*Exercise*: Reproduce the records from the line containing "For the scoring pass, find every instance of the leaf underside" down to the line containing "[[336, 138], [452, 72], [380, 267]]", substituting "leaf surface" for "leaf underside" and leaving everything else unchanged.

__________________________________________________

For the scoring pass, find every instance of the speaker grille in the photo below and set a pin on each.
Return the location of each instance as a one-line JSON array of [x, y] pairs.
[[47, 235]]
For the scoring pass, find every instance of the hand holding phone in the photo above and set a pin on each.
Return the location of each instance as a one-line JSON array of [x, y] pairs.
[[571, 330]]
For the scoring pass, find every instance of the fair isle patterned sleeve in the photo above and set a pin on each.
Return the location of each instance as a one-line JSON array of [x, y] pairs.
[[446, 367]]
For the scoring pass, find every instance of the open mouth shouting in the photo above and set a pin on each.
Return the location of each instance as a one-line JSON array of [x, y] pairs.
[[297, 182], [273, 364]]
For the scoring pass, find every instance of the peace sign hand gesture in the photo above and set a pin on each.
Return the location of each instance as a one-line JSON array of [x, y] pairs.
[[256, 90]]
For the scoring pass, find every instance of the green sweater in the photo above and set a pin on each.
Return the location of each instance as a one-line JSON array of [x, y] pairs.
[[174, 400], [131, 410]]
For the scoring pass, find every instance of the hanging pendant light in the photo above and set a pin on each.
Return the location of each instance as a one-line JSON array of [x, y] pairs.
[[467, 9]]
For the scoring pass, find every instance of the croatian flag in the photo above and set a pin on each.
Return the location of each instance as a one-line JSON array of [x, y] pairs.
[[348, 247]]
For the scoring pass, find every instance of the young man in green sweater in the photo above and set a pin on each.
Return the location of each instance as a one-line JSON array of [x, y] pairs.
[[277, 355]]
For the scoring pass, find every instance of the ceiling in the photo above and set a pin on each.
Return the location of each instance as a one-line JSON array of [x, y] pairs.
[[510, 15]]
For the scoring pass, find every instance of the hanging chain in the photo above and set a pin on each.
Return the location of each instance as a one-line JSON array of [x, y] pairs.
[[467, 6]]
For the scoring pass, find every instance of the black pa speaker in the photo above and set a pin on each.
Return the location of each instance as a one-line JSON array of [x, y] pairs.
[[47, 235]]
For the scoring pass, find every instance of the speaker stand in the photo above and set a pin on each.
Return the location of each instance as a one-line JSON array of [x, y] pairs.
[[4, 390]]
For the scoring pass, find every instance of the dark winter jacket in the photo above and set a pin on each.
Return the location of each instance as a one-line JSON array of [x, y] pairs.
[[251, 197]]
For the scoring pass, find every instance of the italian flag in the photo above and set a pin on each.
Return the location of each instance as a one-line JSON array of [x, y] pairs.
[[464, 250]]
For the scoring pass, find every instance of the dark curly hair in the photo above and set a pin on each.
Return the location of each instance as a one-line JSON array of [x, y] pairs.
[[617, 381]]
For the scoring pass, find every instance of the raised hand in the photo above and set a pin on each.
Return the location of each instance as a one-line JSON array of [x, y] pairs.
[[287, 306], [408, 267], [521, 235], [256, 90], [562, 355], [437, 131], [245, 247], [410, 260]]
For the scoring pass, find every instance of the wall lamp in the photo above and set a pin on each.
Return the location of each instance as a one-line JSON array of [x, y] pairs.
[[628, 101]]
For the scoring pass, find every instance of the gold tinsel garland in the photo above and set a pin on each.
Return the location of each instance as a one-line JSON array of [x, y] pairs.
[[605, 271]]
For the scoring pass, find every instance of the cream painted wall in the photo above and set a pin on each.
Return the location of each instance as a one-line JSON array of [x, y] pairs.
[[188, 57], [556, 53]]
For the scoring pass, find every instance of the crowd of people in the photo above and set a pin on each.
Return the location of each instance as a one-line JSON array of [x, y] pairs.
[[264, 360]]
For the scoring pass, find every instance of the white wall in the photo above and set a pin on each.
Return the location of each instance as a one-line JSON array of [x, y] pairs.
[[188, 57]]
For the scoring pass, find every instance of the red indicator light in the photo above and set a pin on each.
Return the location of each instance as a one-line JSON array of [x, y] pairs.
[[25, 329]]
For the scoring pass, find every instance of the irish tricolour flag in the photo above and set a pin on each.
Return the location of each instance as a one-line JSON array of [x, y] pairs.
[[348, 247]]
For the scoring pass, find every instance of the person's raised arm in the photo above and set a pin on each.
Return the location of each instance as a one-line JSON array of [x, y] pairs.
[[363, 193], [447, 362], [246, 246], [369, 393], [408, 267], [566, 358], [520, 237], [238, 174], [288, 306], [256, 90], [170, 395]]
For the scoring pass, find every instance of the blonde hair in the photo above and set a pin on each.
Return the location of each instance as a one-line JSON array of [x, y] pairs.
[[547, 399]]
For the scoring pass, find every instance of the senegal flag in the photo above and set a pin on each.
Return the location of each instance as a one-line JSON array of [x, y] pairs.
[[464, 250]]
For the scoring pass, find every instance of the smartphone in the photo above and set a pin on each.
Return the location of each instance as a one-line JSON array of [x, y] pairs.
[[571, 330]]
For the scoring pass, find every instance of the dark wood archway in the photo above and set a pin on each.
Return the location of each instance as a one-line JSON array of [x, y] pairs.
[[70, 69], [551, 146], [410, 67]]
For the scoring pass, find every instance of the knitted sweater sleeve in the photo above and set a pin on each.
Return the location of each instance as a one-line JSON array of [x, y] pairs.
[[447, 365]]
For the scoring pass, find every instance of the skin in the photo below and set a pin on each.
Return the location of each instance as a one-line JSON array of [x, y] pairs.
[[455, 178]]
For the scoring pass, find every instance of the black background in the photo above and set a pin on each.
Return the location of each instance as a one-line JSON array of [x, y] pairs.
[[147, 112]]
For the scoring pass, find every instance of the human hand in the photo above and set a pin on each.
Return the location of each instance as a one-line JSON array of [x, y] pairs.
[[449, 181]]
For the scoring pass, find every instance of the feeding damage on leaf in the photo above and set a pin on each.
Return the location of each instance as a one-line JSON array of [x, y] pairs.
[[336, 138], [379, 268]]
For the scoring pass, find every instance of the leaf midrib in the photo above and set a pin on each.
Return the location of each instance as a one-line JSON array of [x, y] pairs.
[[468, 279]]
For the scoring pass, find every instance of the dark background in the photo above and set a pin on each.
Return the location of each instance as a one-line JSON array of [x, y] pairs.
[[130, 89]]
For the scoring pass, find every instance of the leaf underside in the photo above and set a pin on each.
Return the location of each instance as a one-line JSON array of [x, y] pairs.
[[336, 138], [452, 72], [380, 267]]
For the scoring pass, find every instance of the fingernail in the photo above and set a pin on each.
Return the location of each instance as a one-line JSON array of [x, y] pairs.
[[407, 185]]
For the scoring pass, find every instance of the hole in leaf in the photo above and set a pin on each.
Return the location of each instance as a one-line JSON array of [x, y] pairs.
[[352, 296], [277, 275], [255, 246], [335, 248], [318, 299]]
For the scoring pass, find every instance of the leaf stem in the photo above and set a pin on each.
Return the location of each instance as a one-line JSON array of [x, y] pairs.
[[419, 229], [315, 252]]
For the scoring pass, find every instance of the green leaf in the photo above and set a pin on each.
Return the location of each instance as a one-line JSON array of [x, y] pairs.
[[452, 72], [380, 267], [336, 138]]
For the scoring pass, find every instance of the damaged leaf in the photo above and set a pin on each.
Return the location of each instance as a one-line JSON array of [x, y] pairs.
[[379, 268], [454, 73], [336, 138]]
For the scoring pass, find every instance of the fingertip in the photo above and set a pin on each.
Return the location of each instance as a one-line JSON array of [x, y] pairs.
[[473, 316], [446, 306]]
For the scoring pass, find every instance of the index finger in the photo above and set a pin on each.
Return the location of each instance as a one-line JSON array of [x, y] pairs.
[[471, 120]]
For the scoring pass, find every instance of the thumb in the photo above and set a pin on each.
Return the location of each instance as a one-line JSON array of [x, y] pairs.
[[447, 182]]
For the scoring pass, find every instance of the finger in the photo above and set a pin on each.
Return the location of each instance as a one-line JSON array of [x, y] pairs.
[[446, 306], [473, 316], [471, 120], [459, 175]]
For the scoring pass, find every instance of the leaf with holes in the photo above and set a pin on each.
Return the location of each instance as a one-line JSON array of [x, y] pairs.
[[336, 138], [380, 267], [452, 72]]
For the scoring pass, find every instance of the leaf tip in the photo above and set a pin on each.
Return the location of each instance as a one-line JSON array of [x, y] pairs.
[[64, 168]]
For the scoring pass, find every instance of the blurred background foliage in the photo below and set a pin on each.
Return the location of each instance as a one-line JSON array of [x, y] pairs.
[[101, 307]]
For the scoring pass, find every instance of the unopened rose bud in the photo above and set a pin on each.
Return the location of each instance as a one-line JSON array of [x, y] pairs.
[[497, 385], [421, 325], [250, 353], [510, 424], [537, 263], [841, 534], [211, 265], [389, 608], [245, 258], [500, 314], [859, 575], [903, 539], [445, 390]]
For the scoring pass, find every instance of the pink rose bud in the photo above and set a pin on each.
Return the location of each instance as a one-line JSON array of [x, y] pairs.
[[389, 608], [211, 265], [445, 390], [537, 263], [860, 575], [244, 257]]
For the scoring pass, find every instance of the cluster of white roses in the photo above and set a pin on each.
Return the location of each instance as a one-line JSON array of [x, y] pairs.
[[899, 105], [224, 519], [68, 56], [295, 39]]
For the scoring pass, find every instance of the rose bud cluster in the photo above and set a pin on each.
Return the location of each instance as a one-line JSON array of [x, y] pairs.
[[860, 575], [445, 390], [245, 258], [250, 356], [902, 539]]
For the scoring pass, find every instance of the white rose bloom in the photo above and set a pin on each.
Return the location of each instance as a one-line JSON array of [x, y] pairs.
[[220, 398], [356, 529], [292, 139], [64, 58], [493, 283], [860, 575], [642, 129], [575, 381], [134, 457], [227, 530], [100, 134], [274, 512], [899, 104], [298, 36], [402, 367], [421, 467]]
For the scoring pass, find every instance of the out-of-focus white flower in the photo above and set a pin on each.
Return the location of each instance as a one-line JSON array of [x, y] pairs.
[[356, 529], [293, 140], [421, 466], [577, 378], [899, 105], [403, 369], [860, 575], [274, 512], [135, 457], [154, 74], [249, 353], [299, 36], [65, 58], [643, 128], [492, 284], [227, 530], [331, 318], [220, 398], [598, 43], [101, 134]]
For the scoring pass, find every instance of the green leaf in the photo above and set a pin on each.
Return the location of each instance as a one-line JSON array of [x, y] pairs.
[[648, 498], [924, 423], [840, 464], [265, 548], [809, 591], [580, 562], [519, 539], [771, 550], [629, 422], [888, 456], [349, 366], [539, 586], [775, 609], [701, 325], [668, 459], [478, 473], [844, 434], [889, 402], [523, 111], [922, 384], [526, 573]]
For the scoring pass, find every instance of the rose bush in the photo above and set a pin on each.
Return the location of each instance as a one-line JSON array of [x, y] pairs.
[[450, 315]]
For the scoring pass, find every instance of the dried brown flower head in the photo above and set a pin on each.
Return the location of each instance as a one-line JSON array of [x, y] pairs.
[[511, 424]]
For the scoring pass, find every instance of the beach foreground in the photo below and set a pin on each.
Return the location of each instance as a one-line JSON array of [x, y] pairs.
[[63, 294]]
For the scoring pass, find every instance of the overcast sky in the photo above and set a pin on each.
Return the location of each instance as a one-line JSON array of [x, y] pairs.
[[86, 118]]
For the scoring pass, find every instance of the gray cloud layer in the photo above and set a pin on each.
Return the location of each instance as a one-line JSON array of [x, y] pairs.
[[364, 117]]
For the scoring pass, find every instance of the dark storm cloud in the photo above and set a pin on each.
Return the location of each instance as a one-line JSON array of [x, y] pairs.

__________________________________________________

*Task answer*:
For the scoring pass, find every instance of the leaf surface in the photo above and set a pin on each.
Return the location of each instance as a one-line JSON array of [x, y] pairs.
[[336, 138], [452, 72], [380, 267]]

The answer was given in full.